### [WHAT NEEDS TO BE DONE]
Each entry must appear in the answer exactly as written.

### [TASK INPUTS]

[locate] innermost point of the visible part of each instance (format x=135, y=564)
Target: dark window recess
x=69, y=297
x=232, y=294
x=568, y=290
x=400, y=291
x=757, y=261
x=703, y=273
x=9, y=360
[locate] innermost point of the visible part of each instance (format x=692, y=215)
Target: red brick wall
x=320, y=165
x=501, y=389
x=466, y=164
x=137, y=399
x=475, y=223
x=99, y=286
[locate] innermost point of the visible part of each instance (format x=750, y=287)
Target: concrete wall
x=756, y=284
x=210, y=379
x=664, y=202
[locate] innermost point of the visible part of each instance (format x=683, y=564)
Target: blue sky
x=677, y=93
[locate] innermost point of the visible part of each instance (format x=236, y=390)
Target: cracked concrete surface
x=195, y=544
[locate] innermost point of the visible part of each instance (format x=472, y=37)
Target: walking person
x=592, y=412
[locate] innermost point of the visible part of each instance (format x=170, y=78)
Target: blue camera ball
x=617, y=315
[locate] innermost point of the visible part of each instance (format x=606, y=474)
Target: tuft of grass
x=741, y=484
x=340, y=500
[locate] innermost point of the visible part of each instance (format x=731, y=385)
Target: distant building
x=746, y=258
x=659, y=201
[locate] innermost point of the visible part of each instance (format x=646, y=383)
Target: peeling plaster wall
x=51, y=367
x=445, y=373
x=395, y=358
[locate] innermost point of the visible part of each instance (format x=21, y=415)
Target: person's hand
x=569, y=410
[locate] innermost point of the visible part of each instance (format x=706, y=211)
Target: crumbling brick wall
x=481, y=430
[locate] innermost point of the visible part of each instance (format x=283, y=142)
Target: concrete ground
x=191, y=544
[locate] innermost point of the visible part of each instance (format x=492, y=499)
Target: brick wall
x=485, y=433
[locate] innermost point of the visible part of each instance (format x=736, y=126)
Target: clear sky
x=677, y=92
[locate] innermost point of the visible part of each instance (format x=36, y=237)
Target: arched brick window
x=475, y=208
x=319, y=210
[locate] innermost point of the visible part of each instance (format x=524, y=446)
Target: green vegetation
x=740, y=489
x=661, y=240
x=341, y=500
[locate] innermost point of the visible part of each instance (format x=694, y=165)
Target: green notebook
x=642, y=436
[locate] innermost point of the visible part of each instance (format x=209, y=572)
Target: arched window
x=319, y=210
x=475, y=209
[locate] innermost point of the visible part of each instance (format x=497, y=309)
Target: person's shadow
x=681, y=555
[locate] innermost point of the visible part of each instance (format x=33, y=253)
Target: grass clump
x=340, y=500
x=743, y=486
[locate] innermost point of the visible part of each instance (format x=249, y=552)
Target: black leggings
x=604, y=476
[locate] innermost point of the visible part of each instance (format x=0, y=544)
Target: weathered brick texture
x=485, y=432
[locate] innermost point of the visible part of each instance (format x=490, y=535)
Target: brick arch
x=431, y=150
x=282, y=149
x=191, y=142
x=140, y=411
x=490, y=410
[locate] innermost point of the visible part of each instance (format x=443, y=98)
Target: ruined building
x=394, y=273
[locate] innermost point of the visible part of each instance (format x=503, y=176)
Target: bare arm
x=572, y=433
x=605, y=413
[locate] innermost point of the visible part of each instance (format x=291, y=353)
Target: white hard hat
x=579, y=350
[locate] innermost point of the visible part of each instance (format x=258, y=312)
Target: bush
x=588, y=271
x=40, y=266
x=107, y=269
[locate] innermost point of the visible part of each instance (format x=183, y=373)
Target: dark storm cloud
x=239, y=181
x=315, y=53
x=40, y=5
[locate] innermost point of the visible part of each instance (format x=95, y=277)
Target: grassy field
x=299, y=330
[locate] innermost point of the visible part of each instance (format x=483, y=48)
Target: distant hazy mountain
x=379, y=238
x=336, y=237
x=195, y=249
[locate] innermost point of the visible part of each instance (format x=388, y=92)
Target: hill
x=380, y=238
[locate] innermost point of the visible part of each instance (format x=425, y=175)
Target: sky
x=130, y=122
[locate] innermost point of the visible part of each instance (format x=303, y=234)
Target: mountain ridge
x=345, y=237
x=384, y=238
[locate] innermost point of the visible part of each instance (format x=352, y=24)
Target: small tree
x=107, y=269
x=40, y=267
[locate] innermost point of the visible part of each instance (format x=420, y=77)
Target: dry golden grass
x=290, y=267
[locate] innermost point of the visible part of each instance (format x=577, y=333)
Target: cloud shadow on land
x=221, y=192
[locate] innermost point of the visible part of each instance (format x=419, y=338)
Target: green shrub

### [WRITTEN ANSWER]
[locate] innermost point of the visible part of each instance (format x=135, y=564)
Target: dark window recess
x=69, y=297
x=232, y=294
x=568, y=290
x=400, y=291
x=757, y=261
x=703, y=273
x=9, y=360
[locate] innermost point of the visible part of each instance (format x=692, y=215)
Target: red brick wall
x=320, y=165
x=501, y=389
x=466, y=164
x=137, y=399
x=475, y=223
x=99, y=286
[locate] innermost point of the visible part of each instance (format x=750, y=287)
Target: concrete wall
x=756, y=284
x=210, y=379
x=664, y=202
[locate] innermost point of the visible part of each instance (format x=683, y=564)
Target: blue sky
x=677, y=93
[locate] innermost point of the visible part of each instance (format x=236, y=390)
Target: cracked concrete surface
x=195, y=544
[locate] innermost point of the visible part of each instance (format x=472, y=37)
Target: walking person
x=592, y=412
[locate] innermost point of the visible part of each instance (format x=170, y=78)
Target: blue camera ball
x=617, y=315
[locate] innermost point of the visible part of each instance (format x=606, y=474)
Target: tuft of grass
x=741, y=484
x=340, y=500
[locate] innermost point of the visible part of each instance (format x=731, y=385)
Target: distant building
x=746, y=258
x=659, y=201
[locate] innermost point of the visible part of each instance (format x=646, y=383)
Target: peeling plaster wall
x=51, y=367
x=445, y=373
x=395, y=358
[locate] innermost point of the visible part of each instance (format x=21, y=415)
Target: person's hand
x=569, y=410
[locate] innermost point of the visible part of each instance (format x=706, y=211)
Target: crumbling brick wall
x=481, y=430
[locate] innermost point of the visible part of each instance (format x=283, y=142)
Target: concrete ground
x=191, y=544
[locate] innermost point of the visible part of each instance (format x=492, y=499)
Target: brick wall
x=485, y=433
[locate] innermost point of the visible part of each instance (format x=736, y=126)
Target: clear sky
x=677, y=92
[locate] innermost point of the visible part of each instance (format x=36, y=237)
Target: arched brick window
x=475, y=208
x=319, y=210
[locate] innermost point of the visible part of each instance (format x=524, y=446)
Target: green vegetation
x=740, y=489
x=661, y=240
x=341, y=500
[locate] innermost point of the visible part of each instance (format x=694, y=165)
Target: green notebook
x=642, y=436
[locate] innermost point of the visible part of each instance (format x=209, y=572)
Target: arched window
x=319, y=210
x=475, y=209
[locate] innermost point of the visible part of each instance (format x=497, y=309)
Target: person's shadow
x=681, y=555
[locate] innermost point of the visible part of each instance (format x=33, y=253)
Target: grass clump
x=340, y=500
x=743, y=486
[locate] innermost point of the visible part of each instance (format x=249, y=552)
Target: black leggings
x=604, y=476
[locate] innermost point of the visible part of each instance (format x=0, y=544)
Target: weathered brick texture
x=485, y=432
[locate] innermost point of the visible part of each instance (format x=490, y=535)
Target: brick arch
x=431, y=150
x=282, y=149
x=191, y=142
x=140, y=411
x=490, y=410
[locate] innermost point of the visible part of each instance (format x=443, y=98)
Target: ruined building
x=394, y=273
[locate] innermost point of the visible part of each instance (format x=503, y=176)
Target: bare arm
x=572, y=433
x=605, y=413
[locate] innermost point of the visible part of each instance (format x=291, y=353)
Target: white hard hat
x=579, y=350
[locate] innermost point of the visible part of each instance (format x=258, y=312)
Target: bush
x=588, y=271
x=40, y=266
x=107, y=269
[locate] innermost point of the visible part of each instance (format x=183, y=373)
Target: dark storm cloud
x=239, y=181
x=315, y=53
x=40, y=5
[locate] innermost point of the visible part of each instance (format x=95, y=277)
Target: grassy field
x=299, y=330
[locate] innermost point of the visible part of each instance (format x=483, y=48)
Target: distant hazy mountain
x=379, y=238
x=336, y=237
x=195, y=249
[locate] innermost point of the visible part of each instance (format x=388, y=92)
Target: hill
x=380, y=238
[locate] innermost point of the visible part of each instance (format x=425, y=175)
Target: sky
x=130, y=122
[locate] innermost point of the visible part of each instance (format x=303, y=234)
Target: mountain ridge
x=345, y=237
x=384, y=238
[locate] innermost point of the visible part of each instance (format x=352, y=24)
Target: small tree
x=107, y=269
x=40, y=267
[locate] innermost point of the visible part of each instance (format x=420, y=77)
Target: dry golden grass
x=290, y=267
[locate] innermost point of the visible part of each instance (format x=577, y=333)
Target: cloud shadow on land
x=221, y=192
[locate] innermost point of the visible part of each instance (format x=419, y=338)
Target: green shrub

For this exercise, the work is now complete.